··· Selected passage ···
Construction of FimL-GFP strains
fimL was PCR amplified using 5′ TGGGCTAGCGAATTCATGGTCACAGGAGCC and 5′ GGACTGCCGGTGGCCGCCGGCGGCGGCAAGCTTGTGAGCAAG with a 3XGly linker, minus the STOP codon and cloned into pMBAD-GFP to generate pYFI007. fimL-GFP was subcloned from pYFI007 into PJB100T by overlap PCR with a PCR fragment downstream of fimL on the PAO1 chromosome and was amplified using primers 5′ CGGCATGGACGAGCTGTACAAGTAATGGCCGGCGAGTTCCGCTGGC and 5′CAGGGTAATACTAGTAGCGGCGCGCCAGGTAC to generate the fimL-GFP gene replacement construct pYFI043. Similarly, cyaB was amplified using 5′ GCTAGCGAATTCATGAAGCCTACCCTCCCCGACC 3′ and5′ CCCCGGGTACCGCCGCCGCCGAGGATGACCTTGTCGCGCAGG3′ to generate pYFI184.
SDS-PAGE and immunoblotting assays were performed as in [32].
A screen for extragenic suppressors of fimL identifies the phosphodiesterase CpdA
To further understand how FimL controls virulence pathways, we devised a genetic screen to identify new regulators in the FimL pathway. Our goal was to find single gene disruptions that resulted in restoration of TFP function and T3SS function in a ΔfimL mutant. Therefore, we screened a library of transposon insertions in a ΔfimL strain for mutants that simultaneously regained TM and T3SS function. Specifically, we utilized a mariner transposon [33] to mutagenize PAO1ΔfimL containing an E. coli lacZ gene reporter fused to the promoter of the T3SS effector exoT (denoted PexoT-lacZ). Approximately 100,000 transposon mutants (approximately 20X genome coverage) were visually screened on LB plates containing bromo-chloro-indolyl-galactopyranoside (X-gal) and isopropyl β-D-1-thiogalactopyranoside (IPTG) for simultaneous recovery of exoT transcription (as evidenced by blue colonies) and TFP function (as evidenced by TM, a phenotype readily visible as a colony with an expanding edge). From this screen, we recovered a transposon insertion in PA4969, which regained PexoT-lacZ expression and TM in the ΔfimL background. We constructed an in-frame deletion of PA4969 in PAO1ΔfimL (PAO1ΔfimLΔcpdA) and confirmed that inactivation of PA4969 was responsible for suppressing the ΔfimL phenotype. PAO1ΔfimLΔΔcpdA showed high PexoT-lacZ expression (Fig. S1A) and partially restored TM (Fig. S1B). During the preparation of this manuscript, PA4969 was characterized as a cAMP- specific phosphodiesterase, CpdA [34].
··· Dataset content ···
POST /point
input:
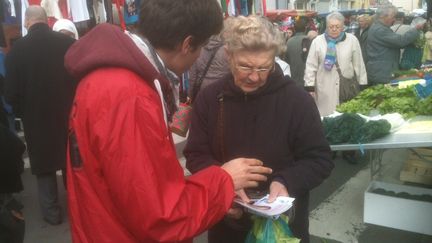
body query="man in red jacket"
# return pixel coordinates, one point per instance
(124, 181)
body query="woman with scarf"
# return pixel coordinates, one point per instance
(257, 112)
(327, 50)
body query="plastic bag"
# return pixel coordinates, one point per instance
(265, 230)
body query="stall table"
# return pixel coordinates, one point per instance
(390, 211)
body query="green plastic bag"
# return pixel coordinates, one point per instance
(265, 230)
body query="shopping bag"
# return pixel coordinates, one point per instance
(181, 120)
(266, 230)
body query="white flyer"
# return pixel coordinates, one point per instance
(263, 208)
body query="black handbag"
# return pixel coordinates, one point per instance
(348, 87)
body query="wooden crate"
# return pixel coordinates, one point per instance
(418, 167)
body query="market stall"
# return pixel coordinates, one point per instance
(404, 206)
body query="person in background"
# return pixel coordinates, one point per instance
(289, 33)
(66, 27)
(213, 56)
(259, 113)
(321, 77)
(383, 46)
(41, 92)
(364, 21)
(11, 166)
(125, 183)
(295, 52)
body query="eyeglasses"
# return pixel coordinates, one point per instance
(335, 27)
(250, 70)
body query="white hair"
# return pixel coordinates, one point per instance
(335, 15)
(386, 10)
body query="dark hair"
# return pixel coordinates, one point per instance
(166, 23)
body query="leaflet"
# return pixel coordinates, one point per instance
(263, 208)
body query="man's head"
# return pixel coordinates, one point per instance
(300, 25)
(364, 21)
(179, 28)
(387, 15)
(34, 14)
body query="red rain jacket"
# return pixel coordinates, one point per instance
(124, 181)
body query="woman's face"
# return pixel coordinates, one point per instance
(334, 27)
(290, 33)
(251, 68)
(363, 23)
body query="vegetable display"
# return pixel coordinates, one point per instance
(388, 99)
(352, 128)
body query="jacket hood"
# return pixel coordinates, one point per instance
(214, 42)
(108, 46)
(275, 81)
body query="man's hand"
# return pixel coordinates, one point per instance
(277, 189)
(245, 172)
(313, 94)
(237, 212)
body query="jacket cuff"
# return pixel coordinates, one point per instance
(310, 88)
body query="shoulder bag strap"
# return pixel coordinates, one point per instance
(197, 85)
(338, 68)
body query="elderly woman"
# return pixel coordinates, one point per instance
(66, 27)
(327, 50)
(257, 112)
(362, 33)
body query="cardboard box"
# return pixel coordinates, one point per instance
(418, 167)
(398, 213)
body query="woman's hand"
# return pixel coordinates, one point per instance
(237, 212)
(277, 189)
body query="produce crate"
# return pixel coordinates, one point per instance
(399, 213)
(418, 167)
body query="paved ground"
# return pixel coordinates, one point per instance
(336, 209)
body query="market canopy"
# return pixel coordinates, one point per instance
(281, 14)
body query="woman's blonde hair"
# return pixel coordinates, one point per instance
(252, 33)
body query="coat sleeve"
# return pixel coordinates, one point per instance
(358, 63)
(388, 38)
(312, 155)
(312, 63)
(198, 151)
(145, 179)
(13, 82)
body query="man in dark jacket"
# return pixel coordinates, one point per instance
(383, 46)
(11, 166)
(364, 21)
(258, 113)
(41, 92)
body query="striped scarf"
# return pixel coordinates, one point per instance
(330, 58)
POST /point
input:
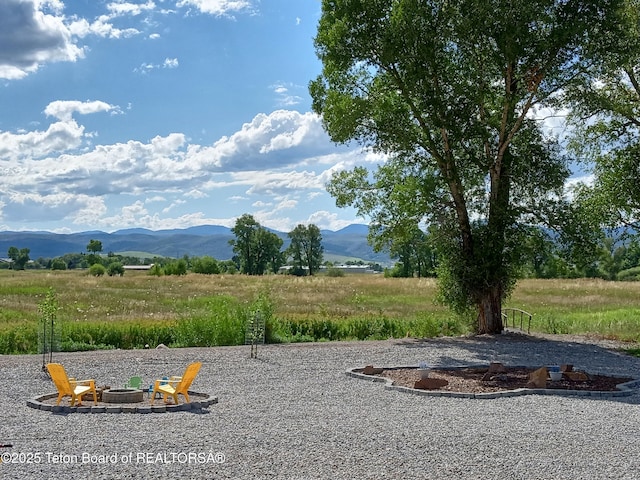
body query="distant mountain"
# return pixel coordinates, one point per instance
(349, 242)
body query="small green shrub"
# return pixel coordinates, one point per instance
(334, 272)
(115, 269)
(97, 270)
(630, 274)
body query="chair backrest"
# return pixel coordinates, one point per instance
(60, 379)
(188, 377)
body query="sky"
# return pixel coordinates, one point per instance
(163, 114)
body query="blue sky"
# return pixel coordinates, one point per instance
(163, 114)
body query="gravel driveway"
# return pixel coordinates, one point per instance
(294, 414)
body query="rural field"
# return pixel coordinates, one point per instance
(206, 310)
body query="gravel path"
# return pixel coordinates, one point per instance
(294, 414)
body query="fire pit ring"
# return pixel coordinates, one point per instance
(122, 395)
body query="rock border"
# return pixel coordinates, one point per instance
(198, 402)
(624, 389)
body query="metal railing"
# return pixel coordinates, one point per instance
(514, 314)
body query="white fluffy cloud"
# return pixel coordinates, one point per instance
(217, 7)
(64, 109)
(277, 160)
(30, 37)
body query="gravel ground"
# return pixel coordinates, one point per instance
(294, 414)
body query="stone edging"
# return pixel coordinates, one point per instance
(201, 401)
(624, 389)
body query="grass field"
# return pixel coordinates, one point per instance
(202, 310)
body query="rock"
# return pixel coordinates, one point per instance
(538, 378)
(430, 383)
(370, 370)
(497, 367)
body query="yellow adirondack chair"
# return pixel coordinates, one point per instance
(175, 386)
(70, 387)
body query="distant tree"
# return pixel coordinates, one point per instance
(449, 91)
(244, 245)
(58, 264)
(94, 246)
(206, 265)
(228, 266)
(178, 267)
(115, 269)
(410, 245)
(19, 257)
(306, 248)
(268, 252)
(97, 270)
(256, 248)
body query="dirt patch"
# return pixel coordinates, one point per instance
(475, 380)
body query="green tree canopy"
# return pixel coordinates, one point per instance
(94, 246)
(256, 247)
(20, 257)
(449, 91)
(305, 249)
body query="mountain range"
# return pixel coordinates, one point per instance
(213, 240)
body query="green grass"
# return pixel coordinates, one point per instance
(207, 310)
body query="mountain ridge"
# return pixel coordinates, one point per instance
(212, 240)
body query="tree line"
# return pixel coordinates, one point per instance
(257, 251)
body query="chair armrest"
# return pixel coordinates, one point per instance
(170, 381)
(90, 381)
···
- Problems to work on -
(1) Determine whether each of the following statements (a), (b) and (c) agrees with the FimL passage, answering yes or no and quoting the words of the FimL passage that decide each one. (a) Approximately 100,000 transposon mutants were screened. (b) Blue colonies showed that TFP function had been recovered. (c) The in-frame deletion fully restored TM.
(2) Reproduce everything in the FimL passage from "Construction of FimL-GFP" down to "as in [32].", substituting "Western blotting" for "immunoblotting".

- Response list -
(1)
(a) Yes: "Approximately 100,000 transposon mutants (approximately 20X genome coverage) were visually screened"
(b) No: "recovery of exoT transcription (as evidenced by blue colonies)"
(c) No: "partially restored TM (Fig. S1B)"

(2)
Construction of FimL-GFP strains
fimL was PCR amplified using 5′ TGGGCTAGCGAATTCATGGTCACAGGAGCC and 5′ GGACTGCCGGTGGCCGCCGGCGGCGGCAAGCTTGTGAGCAAG with a 3XGly linker, minus the STOP codon and cloned into pMBAD-GFP to generate pYFI007. fimL-GFP was subcloned from pYFI007 into PJB100T by overlap PCR with a PCR fragment downstream of fimL on the PAO1 chromosome and was amplified using primers 5′ CGGCATGGACGAGCTGTACAAGTAATGGCCGGCGAGTTCCGCTGGC and 5′CAGGGTAATACTAGTAGCGGCGCGCCAGGTAC to generate the fimL-GFP gene replacement construct pYFI043. Similarly, cyaB was amplified using 5′ GCTAGCGAATTCATGAAGCCTACCCTCCCCGACC 3′ and5′ CCCCGGGTACCGCCGCCGCCGAGGATGACCTTGTCGCGCAGG3′ to generate pYFI184.
SDS-PAGE and Western blotting assays were performed as in [32].